What the task requires:
What is needed here is every line of the records that includes "marking".

Entries provided:
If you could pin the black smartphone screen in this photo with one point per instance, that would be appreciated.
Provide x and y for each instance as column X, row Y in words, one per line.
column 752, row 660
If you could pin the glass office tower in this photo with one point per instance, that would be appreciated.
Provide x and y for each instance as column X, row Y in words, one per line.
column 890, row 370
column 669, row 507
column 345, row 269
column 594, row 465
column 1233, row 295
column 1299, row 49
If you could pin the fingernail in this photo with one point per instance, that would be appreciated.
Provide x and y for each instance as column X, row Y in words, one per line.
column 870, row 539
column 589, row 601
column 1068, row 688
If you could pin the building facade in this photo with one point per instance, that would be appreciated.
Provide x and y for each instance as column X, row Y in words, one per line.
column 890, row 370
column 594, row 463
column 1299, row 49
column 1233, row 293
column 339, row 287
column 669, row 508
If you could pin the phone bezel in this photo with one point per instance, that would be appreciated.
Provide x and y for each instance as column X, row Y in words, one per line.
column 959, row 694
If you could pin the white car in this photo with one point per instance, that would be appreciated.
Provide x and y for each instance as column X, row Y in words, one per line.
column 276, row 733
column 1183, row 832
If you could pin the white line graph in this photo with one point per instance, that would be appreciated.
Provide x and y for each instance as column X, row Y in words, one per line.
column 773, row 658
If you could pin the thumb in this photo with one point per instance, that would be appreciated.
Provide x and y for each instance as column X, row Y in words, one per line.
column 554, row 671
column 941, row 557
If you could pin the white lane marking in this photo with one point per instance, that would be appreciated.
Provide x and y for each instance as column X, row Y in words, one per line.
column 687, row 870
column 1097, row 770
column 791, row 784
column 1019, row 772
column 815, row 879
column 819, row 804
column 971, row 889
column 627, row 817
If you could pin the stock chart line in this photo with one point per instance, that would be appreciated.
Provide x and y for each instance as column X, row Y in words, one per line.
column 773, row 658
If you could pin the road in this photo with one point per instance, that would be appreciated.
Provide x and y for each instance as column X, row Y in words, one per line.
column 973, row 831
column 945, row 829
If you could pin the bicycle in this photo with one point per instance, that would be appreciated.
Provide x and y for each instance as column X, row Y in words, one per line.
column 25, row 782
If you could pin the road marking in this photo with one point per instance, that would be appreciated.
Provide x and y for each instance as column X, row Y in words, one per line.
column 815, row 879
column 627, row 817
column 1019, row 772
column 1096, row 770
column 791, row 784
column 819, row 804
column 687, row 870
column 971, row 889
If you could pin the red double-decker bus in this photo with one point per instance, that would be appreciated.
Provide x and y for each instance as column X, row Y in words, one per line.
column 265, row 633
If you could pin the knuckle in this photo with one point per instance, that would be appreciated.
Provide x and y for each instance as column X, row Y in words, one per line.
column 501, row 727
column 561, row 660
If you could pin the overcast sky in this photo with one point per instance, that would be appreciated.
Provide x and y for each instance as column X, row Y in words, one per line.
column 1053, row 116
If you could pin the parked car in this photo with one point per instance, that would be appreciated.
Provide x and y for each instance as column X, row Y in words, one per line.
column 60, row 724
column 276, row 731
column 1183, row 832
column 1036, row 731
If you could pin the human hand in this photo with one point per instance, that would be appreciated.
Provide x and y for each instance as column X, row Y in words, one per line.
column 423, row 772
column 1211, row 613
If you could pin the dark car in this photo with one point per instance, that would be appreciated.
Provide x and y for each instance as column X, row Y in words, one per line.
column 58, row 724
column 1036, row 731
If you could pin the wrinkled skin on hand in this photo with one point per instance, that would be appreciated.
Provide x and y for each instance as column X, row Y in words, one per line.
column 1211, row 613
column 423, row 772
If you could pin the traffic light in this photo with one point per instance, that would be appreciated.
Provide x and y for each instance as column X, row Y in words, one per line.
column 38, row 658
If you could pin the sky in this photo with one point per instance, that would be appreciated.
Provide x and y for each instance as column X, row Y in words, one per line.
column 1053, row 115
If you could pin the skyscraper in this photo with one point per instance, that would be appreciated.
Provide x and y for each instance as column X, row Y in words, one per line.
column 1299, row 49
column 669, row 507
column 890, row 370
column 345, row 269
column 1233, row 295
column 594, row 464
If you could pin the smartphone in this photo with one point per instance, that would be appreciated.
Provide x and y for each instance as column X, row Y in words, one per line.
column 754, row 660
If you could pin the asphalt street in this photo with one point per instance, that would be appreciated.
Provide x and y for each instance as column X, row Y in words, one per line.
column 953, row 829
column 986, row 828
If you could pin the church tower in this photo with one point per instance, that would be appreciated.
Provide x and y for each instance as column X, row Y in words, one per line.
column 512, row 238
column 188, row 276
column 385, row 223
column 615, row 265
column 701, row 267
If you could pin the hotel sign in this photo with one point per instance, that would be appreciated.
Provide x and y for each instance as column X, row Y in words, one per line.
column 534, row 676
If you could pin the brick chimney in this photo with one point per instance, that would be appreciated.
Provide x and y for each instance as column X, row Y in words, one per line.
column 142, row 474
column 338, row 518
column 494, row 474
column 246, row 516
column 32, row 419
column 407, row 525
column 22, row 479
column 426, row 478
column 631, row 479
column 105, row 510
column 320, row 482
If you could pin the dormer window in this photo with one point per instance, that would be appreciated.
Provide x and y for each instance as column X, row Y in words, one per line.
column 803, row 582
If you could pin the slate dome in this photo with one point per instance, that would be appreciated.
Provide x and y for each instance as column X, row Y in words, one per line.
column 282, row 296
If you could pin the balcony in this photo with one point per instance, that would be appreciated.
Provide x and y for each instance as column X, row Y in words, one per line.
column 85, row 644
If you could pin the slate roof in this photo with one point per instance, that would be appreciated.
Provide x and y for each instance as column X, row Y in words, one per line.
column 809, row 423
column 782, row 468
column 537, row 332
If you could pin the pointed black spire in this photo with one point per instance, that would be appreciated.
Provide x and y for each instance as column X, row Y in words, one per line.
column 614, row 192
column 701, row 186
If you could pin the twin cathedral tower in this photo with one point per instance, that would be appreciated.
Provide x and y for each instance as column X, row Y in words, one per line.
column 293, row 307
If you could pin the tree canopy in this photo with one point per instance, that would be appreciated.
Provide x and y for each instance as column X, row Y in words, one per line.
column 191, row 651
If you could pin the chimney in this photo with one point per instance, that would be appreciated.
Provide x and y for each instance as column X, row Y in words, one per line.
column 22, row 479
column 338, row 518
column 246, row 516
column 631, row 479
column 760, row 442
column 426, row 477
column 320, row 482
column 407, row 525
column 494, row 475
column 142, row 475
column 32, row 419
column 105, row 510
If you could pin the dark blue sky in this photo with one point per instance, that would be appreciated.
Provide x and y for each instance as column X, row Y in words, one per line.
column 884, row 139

Output below:
If you could pin the white lane marking in this photo with one point per instance, that would be appreciated.
If you could pin the road marking in this photo with one point per instance, that would be appreciated.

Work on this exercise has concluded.